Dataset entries
= Beginning of Section =

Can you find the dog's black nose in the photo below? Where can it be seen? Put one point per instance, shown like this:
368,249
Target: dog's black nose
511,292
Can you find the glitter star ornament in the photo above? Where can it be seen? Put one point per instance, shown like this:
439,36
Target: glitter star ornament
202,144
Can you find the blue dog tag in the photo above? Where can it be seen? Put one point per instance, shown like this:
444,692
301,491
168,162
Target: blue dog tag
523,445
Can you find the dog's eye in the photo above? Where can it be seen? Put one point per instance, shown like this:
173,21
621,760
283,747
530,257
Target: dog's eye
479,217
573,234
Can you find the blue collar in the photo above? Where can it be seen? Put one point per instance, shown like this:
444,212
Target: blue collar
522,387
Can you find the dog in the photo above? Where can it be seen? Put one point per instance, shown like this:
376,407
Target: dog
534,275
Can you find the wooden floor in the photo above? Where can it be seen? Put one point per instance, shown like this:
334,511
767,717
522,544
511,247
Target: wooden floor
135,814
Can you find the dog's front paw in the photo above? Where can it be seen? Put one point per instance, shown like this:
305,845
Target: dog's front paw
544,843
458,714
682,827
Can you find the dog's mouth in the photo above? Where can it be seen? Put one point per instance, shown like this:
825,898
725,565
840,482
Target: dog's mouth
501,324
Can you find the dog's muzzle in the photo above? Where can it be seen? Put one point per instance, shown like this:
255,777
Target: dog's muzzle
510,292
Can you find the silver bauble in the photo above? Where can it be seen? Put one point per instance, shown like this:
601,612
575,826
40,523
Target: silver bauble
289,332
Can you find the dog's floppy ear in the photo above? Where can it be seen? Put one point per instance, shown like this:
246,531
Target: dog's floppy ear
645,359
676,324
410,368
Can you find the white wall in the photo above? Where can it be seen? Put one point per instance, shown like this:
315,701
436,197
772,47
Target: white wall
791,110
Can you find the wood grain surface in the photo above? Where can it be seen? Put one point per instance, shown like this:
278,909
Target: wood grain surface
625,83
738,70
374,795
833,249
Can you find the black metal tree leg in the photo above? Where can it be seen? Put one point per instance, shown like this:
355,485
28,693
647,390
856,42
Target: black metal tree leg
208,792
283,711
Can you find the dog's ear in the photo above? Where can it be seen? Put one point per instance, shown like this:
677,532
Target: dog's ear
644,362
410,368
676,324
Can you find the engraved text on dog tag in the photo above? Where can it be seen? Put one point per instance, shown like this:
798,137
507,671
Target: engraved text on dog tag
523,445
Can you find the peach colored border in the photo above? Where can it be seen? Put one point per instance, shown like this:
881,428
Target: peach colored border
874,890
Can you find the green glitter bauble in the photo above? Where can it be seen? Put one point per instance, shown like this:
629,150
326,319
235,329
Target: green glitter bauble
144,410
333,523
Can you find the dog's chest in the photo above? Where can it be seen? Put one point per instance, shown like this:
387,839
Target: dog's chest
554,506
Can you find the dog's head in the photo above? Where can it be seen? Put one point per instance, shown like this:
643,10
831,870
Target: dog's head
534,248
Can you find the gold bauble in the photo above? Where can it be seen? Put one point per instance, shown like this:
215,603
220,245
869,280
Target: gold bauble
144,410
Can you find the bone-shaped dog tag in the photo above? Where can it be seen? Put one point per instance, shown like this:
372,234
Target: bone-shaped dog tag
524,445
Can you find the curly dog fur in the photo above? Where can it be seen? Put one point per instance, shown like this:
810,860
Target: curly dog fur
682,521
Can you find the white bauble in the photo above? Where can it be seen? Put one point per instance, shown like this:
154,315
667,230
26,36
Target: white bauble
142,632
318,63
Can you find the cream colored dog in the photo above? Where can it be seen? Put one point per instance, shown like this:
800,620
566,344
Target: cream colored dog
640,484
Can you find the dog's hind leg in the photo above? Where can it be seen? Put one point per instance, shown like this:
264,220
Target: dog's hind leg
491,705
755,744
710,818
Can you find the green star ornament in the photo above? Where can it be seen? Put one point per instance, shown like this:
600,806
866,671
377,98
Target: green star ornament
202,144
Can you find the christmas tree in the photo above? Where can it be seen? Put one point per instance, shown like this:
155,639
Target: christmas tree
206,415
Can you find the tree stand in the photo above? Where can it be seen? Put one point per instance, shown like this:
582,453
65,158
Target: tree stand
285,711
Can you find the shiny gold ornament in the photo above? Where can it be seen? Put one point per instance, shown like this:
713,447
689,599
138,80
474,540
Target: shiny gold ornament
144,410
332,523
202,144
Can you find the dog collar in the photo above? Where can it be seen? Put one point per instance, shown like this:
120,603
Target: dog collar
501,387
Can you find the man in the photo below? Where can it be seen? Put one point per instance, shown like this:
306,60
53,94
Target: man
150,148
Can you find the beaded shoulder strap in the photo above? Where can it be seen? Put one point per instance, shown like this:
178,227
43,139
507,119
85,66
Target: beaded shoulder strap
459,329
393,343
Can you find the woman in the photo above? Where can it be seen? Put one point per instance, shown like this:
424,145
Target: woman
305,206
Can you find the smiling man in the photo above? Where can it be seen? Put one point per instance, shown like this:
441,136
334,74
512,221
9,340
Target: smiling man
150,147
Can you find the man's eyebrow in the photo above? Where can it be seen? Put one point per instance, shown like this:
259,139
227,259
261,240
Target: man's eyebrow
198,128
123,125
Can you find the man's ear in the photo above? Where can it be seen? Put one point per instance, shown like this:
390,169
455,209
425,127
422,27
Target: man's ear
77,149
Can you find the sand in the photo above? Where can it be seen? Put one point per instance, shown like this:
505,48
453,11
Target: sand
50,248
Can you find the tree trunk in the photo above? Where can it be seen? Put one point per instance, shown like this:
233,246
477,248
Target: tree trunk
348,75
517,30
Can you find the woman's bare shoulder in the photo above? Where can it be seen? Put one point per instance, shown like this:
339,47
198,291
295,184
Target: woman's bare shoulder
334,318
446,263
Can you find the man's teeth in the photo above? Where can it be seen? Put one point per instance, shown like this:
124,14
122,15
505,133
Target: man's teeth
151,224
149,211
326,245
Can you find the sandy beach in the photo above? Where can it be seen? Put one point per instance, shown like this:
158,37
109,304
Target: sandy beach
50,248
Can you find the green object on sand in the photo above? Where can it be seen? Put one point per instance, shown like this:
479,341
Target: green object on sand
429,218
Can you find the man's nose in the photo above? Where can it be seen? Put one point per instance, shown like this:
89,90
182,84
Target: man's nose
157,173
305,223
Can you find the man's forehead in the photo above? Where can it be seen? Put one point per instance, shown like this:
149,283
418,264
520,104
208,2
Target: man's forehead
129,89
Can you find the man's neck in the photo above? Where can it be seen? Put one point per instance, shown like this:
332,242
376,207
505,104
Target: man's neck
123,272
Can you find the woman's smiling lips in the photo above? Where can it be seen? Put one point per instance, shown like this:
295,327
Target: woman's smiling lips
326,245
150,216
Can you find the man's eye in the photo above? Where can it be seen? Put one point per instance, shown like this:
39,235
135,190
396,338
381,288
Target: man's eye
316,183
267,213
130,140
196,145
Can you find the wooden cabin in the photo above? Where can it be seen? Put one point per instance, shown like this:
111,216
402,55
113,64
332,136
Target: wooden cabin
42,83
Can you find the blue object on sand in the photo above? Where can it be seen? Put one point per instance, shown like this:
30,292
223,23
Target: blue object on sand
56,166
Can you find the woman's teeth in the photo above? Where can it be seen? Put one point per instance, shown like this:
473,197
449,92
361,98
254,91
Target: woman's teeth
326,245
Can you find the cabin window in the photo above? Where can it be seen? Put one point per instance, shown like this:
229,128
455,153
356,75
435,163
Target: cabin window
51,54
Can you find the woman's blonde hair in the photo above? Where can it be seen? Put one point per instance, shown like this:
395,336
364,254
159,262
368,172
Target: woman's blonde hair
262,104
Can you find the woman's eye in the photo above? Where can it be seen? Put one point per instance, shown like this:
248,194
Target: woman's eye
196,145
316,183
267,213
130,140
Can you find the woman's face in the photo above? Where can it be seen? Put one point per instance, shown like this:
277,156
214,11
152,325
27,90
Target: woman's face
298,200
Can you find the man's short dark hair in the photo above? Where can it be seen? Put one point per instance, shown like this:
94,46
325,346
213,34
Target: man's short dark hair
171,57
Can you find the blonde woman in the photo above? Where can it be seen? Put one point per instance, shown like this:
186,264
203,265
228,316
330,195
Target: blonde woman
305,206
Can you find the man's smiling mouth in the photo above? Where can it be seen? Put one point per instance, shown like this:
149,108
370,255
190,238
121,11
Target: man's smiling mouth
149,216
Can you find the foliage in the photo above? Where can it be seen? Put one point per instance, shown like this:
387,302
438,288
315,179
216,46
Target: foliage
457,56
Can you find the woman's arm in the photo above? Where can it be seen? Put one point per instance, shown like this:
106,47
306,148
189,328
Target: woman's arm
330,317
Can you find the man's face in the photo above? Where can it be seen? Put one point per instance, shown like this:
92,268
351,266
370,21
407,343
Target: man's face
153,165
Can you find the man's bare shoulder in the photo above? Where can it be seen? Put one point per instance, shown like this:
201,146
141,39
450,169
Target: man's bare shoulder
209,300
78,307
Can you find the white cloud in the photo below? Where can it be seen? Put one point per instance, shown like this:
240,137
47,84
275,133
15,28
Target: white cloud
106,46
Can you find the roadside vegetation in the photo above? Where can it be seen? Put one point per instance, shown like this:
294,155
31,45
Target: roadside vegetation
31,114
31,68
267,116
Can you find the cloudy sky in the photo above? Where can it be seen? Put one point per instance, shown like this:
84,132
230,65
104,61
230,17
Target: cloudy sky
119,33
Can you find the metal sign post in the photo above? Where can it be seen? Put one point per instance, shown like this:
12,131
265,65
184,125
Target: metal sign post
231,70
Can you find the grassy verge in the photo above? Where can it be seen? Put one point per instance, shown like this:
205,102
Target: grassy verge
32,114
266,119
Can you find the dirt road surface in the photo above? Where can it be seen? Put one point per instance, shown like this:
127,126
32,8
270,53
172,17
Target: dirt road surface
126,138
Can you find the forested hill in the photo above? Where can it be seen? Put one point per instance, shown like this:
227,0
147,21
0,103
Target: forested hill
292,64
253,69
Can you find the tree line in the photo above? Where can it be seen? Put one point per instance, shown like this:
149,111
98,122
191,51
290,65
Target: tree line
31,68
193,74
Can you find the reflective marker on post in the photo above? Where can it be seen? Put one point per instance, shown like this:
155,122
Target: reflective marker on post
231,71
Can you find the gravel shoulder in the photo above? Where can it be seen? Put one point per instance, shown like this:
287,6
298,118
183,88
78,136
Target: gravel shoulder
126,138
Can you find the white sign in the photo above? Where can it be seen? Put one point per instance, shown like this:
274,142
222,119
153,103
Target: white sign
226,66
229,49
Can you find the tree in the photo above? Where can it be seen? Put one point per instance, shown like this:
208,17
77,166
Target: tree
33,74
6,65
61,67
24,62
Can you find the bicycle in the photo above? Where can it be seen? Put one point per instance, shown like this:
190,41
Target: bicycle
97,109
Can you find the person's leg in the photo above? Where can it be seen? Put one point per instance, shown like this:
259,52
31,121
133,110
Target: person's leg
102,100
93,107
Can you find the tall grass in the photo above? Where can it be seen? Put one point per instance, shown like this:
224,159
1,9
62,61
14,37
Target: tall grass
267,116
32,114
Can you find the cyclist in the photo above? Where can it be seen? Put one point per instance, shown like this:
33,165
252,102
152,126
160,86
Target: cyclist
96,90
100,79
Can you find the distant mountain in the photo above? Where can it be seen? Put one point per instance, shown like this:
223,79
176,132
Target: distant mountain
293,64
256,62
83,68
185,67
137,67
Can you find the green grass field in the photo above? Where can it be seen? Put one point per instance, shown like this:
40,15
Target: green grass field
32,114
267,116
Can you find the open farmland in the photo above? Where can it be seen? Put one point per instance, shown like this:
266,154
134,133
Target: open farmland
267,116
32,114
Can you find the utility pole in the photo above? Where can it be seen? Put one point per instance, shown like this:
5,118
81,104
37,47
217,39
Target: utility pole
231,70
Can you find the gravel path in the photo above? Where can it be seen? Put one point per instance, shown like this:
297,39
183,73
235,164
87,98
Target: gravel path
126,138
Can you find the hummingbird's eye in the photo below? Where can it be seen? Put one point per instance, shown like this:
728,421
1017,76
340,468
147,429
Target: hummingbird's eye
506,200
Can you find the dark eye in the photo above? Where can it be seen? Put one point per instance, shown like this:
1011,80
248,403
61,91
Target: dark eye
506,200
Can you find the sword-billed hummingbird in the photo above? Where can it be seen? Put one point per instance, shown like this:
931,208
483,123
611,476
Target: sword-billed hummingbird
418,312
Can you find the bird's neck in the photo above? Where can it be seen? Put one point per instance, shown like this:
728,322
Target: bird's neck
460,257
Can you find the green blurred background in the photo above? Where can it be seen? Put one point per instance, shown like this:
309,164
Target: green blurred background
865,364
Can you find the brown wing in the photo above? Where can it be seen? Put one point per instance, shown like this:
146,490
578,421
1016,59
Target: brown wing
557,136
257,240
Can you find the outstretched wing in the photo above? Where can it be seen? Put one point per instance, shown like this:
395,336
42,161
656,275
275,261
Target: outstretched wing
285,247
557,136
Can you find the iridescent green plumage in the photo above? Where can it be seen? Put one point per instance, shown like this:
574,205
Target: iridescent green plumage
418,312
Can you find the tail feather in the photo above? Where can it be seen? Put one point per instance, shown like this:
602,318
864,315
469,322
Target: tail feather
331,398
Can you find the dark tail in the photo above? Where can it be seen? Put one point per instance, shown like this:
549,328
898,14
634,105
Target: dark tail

= End of Section =

▸ **What the exercise asks**: All that is wanted is an exact copy of the lines above from the one with "Target: gravel shoulder" through the one with "Can you find the bicycle", with both ends included.

▸ **Result of the exercise**:
Target: gravel shoulder
126,138
Can you find the white sign in the photo above? Where can it be seen? Put one point per instance, shown like this:
274,142
222,119
153,103
Target: white sign
226,66
229,49
Can you find the tree in the photo above? Where can it be seen? Put one point per instance, shown like this:
208,17
77,166
Target: tree
33,74
6,65
61,67
24,62
Can you find the bicycle in the photo above? Where can it be seen? Put one point per instance, shown like this:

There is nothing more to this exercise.